Analysis of the Effects of the Home Energy Management System from an Open Innovation Perspective

Abstract

The Home Energy Management System (HEMS) is a system for the efficient electric power consumption of each household. It can provide real-time electricity cost information according to electricity consumption, and households can immediately control their consumption of electricity. In this study, we analyzed the effects of the HEMS on the stability of demand for electric power. To do this, we analyzed the causal relationship between the amounts of electric power generation and consumption, from the system dynamics perspective. From the analysis, we found that in the current structure, the fluctuation of the quantity of demand became large due to the time delay in households recognizing the electric bill and adjusting their electric power consumption. However, when the HEMS was introduced, it could be seen that electric power demand remained stable since consumers could see their electricity bill in real-time and could manage their electricity consumption by themselves.

1. Introduction

In July and August of 2016, electric power consumption was the highest ever due to the heat wave in Korea. As a result, the electricity bills for household use increased drastically; such that electricity charges for 871 million households, which is 40% of total households, increased by more than 50% from July, whilst it more than doubled for 291 million households [1]. Despite the increase in power supply capacity in preparation for such a sudden power usage, the power reserve ratio in the case of maximum power demand declined to 8.5% in August 2016 from 16.5% in August 2015. In other words, since the power supply capacity is limited to cope with the increase in the maximum power demand, it is necessary to keep the power demand stable and secure an adequate power reserve ratio continuously (refer to

Table 1. Power supply and demand (Unit: 10,000 kW, %).

Classification	2015	2016
	Aug. (8.7)	July (7.26)	Aug. (8.12)
Maximum Demand(A)	7692 (8.8)	8111 (5.8)	8518 (10.7)
Supply Capacity(B)	8960 (9.0)	8892 (△0.8)	9240 (3.1)
Contingency Reserve(B-A)	1268 (9.9)	781 (△39.7)	721 (△43.1)
Contingency Reserve Rate[(B-A)/A]	16.5 (0.2%)	9.6 (△7.3%)	8.5 (△8.0%)

).

§ Short exercise 1: Echo the home energy management text from "In July and" up to and including "10,000 kW, %).".
§ Short exercise 2: Please rewrite the paragraph of the home energy management text that begins "The Home Energy Management System (HEMS) is" as a short list that keeps its main facts.
The lines that come after the home energy management text aren't needed.

§ Information shown:
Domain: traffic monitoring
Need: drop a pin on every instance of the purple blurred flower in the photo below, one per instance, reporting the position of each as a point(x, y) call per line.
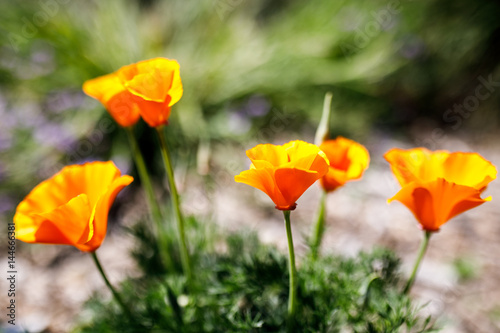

§ Correct answer 1:
In July and August of 2016, electric power consumption was the highest ever due to the heat wave in Korea. As a result, the electricity bills for household use increased drastically; such that electricity charges for 871 million households, which is 40% of total households, increased by more than 50% from July, whilst it more than doubled for 291 million households [1]. Despite the increase in power supply capacity in preparation for such a sudden power usage, the power reserve ratio in the case of maximum power demand declined to 8.5% in August 2016 from 16.5% in August 2015. In other words, since the power supply capacity is limited to cope with the increase in the maximum power demand, it is necessary to keep the power demand stable and secure an adequate power reserve ratio continuously (refer to

Table 1. Power supply and demand (Unit: 10,000 kW, %).

§ Correct answer 2:
- HEMS is a system that helps each household use electric power efficiently.
- It gives real-time electricity cost information based on consumption, so households can control their use right away.
- The study analyzed how HEMS affects the stability of electric power demand by examining the causal relationship between power generation and consumption from a system dynamics perspective.
- In the current structure, demand fluctuated widely because of the time delay before households recognize their electric bill and adjust their consumption.
- With HEMS, demand stayed stable because consumers could see their bill in real time and manage their own consumption.